The request: Return every line of the records below that contains the string "glove", treating uppercase and lowercase letters as different.

Data:

[START]

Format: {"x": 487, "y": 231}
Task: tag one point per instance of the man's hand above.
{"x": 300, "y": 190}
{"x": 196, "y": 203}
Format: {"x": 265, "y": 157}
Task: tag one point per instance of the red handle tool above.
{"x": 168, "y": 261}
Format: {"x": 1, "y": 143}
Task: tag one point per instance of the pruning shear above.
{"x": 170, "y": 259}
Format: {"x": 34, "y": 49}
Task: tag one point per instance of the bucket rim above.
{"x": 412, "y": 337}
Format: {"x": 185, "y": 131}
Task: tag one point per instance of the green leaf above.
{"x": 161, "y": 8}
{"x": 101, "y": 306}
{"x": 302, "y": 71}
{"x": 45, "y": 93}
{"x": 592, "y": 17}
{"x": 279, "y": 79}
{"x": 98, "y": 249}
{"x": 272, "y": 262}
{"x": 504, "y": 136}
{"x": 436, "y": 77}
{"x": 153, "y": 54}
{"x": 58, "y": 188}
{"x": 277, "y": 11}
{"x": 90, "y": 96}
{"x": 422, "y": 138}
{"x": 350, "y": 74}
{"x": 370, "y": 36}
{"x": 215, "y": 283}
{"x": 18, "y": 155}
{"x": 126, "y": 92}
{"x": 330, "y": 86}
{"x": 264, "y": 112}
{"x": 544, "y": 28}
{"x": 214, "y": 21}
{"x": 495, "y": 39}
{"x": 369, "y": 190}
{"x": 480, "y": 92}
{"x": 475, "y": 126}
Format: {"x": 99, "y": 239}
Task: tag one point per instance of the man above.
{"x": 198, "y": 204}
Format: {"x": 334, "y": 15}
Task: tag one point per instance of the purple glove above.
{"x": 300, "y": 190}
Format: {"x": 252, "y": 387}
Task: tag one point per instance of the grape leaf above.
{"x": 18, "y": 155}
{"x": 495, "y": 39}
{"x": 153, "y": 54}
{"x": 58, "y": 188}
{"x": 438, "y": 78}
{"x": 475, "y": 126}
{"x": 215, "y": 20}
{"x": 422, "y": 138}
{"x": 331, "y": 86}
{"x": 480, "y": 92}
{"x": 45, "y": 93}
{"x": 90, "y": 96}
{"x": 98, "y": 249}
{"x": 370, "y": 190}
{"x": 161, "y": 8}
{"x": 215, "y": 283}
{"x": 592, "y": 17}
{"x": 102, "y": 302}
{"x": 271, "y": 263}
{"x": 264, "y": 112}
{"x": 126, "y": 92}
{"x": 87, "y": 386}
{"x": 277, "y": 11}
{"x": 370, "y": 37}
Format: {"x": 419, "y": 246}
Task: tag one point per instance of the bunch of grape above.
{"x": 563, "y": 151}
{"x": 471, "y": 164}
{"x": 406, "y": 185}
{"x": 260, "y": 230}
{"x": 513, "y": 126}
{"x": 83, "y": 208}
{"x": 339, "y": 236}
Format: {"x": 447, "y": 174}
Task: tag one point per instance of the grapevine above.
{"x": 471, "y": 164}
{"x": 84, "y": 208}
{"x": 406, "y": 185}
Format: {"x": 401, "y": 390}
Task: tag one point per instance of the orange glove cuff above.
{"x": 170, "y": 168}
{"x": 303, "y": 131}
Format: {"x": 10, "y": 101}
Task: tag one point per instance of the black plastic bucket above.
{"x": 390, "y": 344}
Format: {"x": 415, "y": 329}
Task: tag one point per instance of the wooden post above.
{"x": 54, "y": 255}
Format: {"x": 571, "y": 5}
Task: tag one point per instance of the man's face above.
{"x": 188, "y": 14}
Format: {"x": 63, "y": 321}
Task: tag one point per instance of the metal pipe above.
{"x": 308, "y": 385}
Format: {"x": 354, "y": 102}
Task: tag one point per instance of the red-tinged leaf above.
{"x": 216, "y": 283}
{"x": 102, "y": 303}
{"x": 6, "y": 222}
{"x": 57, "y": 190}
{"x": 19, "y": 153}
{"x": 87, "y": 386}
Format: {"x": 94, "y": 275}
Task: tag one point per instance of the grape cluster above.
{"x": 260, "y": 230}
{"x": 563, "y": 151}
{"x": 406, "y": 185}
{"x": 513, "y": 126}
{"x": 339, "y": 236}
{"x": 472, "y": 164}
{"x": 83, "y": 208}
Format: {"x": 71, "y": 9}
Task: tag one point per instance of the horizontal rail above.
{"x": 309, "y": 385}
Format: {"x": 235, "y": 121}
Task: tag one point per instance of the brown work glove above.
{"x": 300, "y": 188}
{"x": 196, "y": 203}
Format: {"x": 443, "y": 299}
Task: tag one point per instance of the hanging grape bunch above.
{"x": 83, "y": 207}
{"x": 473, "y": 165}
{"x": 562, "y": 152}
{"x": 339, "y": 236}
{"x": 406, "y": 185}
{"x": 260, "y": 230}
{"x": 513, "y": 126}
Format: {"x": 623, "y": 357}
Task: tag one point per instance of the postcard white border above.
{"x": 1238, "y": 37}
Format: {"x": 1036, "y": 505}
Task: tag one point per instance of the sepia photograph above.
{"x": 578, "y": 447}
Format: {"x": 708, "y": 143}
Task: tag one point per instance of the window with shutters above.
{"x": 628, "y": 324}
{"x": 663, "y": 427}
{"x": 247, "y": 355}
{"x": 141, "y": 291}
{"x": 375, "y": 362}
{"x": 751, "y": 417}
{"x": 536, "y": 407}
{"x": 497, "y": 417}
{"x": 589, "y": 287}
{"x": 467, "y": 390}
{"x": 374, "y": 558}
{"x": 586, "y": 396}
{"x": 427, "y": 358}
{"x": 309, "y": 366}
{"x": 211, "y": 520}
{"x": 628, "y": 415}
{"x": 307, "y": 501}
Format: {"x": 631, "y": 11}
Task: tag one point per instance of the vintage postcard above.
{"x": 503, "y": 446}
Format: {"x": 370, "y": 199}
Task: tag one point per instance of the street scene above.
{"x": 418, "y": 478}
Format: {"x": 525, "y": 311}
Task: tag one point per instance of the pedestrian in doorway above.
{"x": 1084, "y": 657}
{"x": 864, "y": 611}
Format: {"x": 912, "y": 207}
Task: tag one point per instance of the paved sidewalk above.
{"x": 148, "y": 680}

[END]

Problem solution:
Task: tag one point per instance of the purple glove above.
Task: tag one point per instance of the orange glove cuff above.
Task: tag one point per instance of the brown work glove above.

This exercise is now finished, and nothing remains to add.